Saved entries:
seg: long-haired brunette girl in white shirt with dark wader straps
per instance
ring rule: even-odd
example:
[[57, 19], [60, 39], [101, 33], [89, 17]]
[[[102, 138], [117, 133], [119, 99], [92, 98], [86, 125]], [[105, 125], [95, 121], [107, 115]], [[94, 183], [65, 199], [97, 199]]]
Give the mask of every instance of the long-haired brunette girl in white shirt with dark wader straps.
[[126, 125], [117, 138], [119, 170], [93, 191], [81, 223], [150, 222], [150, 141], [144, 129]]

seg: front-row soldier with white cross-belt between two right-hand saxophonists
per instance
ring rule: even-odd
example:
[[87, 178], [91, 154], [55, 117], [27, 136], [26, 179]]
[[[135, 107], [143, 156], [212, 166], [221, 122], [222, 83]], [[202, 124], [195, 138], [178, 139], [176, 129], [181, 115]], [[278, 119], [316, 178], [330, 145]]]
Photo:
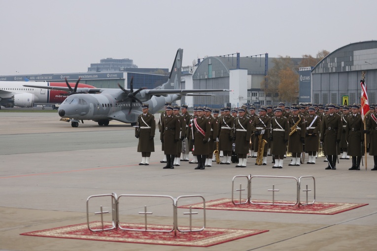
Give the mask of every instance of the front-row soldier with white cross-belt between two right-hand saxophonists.
[[283, 109], [275, 109], [275, 117], [271, 119], [271, 153], [275, 158], [273, 168], [283, 168], [285, 147], [289, 138], [288, 119], [283, 116]]

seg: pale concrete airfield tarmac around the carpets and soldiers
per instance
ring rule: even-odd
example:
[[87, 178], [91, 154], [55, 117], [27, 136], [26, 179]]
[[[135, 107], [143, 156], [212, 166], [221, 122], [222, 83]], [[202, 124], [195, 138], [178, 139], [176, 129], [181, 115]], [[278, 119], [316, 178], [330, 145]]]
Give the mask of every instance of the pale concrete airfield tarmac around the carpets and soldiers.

### EXERCISE
In the records above, how many lines hold "around"? Only the number is wanted.

### SOLUTION TO THE EXERCISE
2